_Assigned task:_
So that nothing is lost, restate each entry exactly as supplied.

_Data extracts:_
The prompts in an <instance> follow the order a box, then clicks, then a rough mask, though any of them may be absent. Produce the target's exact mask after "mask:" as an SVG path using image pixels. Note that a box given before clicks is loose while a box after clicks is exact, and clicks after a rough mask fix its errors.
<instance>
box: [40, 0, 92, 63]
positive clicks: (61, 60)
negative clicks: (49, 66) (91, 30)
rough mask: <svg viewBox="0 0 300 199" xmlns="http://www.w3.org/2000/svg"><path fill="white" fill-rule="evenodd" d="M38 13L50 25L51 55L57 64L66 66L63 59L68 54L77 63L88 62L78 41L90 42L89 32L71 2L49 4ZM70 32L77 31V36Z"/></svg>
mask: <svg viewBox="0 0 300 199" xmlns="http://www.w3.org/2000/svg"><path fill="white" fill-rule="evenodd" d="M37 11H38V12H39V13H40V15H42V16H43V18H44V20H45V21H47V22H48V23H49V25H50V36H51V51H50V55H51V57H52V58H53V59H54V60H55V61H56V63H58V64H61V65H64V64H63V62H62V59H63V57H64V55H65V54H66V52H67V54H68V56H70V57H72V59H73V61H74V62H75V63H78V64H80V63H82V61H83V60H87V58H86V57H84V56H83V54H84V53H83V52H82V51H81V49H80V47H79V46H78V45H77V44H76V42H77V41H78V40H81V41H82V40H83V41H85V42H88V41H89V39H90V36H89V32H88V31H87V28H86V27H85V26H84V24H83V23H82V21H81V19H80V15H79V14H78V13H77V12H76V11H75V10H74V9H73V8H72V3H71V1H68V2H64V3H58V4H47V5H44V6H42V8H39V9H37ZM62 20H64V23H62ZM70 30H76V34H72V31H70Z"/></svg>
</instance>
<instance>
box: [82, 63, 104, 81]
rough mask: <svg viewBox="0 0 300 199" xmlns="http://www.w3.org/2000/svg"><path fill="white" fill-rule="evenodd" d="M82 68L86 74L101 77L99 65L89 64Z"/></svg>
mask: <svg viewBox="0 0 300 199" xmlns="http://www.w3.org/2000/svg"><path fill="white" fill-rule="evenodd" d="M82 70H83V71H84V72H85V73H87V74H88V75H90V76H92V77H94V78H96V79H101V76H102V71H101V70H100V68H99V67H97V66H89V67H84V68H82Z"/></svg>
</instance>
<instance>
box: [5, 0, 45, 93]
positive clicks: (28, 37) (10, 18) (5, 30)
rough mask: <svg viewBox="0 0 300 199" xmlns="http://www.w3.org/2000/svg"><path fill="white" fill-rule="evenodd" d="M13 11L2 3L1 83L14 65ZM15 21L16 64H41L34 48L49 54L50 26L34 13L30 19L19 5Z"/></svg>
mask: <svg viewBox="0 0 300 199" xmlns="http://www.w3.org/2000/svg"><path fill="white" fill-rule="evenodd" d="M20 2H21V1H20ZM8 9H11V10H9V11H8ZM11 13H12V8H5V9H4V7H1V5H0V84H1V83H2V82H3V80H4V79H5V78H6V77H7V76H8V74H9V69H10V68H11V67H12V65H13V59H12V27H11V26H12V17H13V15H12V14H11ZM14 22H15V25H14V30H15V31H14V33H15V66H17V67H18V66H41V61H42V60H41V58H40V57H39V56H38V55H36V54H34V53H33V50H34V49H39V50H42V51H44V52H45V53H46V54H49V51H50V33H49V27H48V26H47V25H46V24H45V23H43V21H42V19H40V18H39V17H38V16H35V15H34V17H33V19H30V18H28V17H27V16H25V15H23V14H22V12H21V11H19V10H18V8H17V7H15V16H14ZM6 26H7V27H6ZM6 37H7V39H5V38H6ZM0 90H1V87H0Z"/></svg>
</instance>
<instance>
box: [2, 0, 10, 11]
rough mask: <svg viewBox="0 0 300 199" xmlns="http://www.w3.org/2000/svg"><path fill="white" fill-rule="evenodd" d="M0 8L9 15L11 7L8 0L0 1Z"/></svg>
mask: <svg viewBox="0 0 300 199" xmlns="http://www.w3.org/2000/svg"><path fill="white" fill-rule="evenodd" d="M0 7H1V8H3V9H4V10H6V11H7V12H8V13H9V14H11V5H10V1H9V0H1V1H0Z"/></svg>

_Result:_
The prompts in an <instance> follow the order a box, then clicks, then a rough mask, though any of them may be absent. Produce the target's exact mask after "mask:" as an SVG path using image pixels. Note that a box given before clicks is loose while a box after clicks is exact, and clicks after a rough mask fix its errors.
<instance>
box: [40, 0, 92, 63]
positive clicks: (61, 60)
negative clicks: (49, 66) (91, 30)
rough mask: <svg viewBox="0 0 300 199" xmlns="http://www.w3.org/2000/svg"><path fill="white" fill-rule="evenodd" d="M38 13L50 25L51 55L57 64L66 66L63 59L68 54L77 63L88 62L78 41L90 42L89 32L71 2L49 4ZM70 32L77 31V36Z"/></svg>
mask: <svg viewBox="0 0 300 199" xmlns="http://www.w3.org/2000/svg"><path fill="white" fill-rule="evenodd" d="M37 11H38V12H39V13H40V15H42V16H43V18H44V20H45V21H47V22H48V23H49V25H50V36H51V51H50V55H51V57H52V58H53V59H54V60H55V61H56V63H58V64H61V65H64V64H63V62H62V59H63V57H64V55H65V54H66V52H67V54H68V56H70V57H72V59H73V61H74V62H75V63H78V64H80V63H82V61H83V60H87V58H86V57H84V56H83V54H84V53H83V52H82V51H81V49H80V47H79V46H78V45H77V44H76V42H77V41H78V40H81V41H82V40H83V41H85V42H88V41H89V39H90V36H89V32H88V31H87V28H86V27H85V26H84V24H83V23H82V21H81V19H80V15H79V14H78V13H77V12H76V11H75V10H74V9H73V8H72V3H71V1H68V2H64V3H58V4H47V5H44V6H42V8H39V9H37ZM62 20H64V23H62ZM70 30H76V34H72V31H70Z"/></svg>
</instance>
<instance>
box: [82, 63, 104, 81]
rough mask: <svg viewBox="0 0 300 199" xmlns="http://www.w3.org/2000/svg"><path fill="white" fill-rule="evenodd" d="M82 68L86 74L101 77L99 65L89 64Z"/></svg>
mask: <svg viewBox="0 0 300 199" xmlns="http://www.w3.org/2000/svg"><path fill="white" fill-rule="evenodd" d="M82 70H83V71H84V72H85V73H87V74H88V75H90V76H92V77H94V78H96V79H101V76H102V71H101V70H100V68H99V67H97V66H89V67H84V68H82Z"/></svg>
</instance>
<instance>
box: [5, 0, 45, 93]
positive clicks: (28, 37) (10, 18) (5, 30)
rough mask: <svg viewBox="0 0 300 199" xmlns="http://www.w3.org/2000/svg"><path fill="white" fill-rule="evenodd" d="M13 11L2 3L1 83L14 65ZM15 21L16 64H41L34 48L49 54L50 26L34 13L30 19L19 5Z"/></svg>
mask: <svg viewBox="0 0 300 199" xmlns="http://www.w3.org/2000/svg"><path fill="white" fill-rule="evenodd" d="M20 2H21V1H20ZM8 9H11V10H9V11H8ZM11 13H12V8H5V9H4V7H1V5H0V84H1V83H2V82H3V80H4V79H5V78H6V77H7V76H8V74H9V69H10V68H11V67H12V65H13V59H12V27H11V26H12V17H13V15H12V14H11ZM14 22H15V25H14V30H15V31H14V33H15V66H17V67H18V66H41V61H42V60H41V58H40V57H39V56H38V55H36V54H34V53H33V50H34V49H39V50H42V51H44V52H45V53H46V54H49V51H50V33H49V27H48V26H47V25H46V24H45V23H43V21H42V19H40V18H39V17H38V16H35V15H34V17H33V19H30V18H28V17H27V16H25V15H23V14H22V12H21V11H19V10H18V8H17V7H15V16H14ZM6 26H7V27H6ZM6 37H7V39H5V38H6ZM0 90H1V87H0Z"/></svg>
</instance>
<instance>
box: [2, 0, 10, 11]
rough mask: <svg viewBox="0 0 300 199" xmlns="http://www.w3.org/2000/svg"><path fill="white" fill-rule="evenodd" d="M0 8L9 15L11 7L8 0L0 1Z"/></svg>
mask: <svg viewBox="0 0 300 199" xmlns="http://www.w3.org/2000/svg"><path fill="white" fill-rule="evenodd" d="M0 7H1V8H3V9H4V10H6V11H7V12H8V13H9V14H11V5H10V1H9V0H1V1H0Z"/></svg>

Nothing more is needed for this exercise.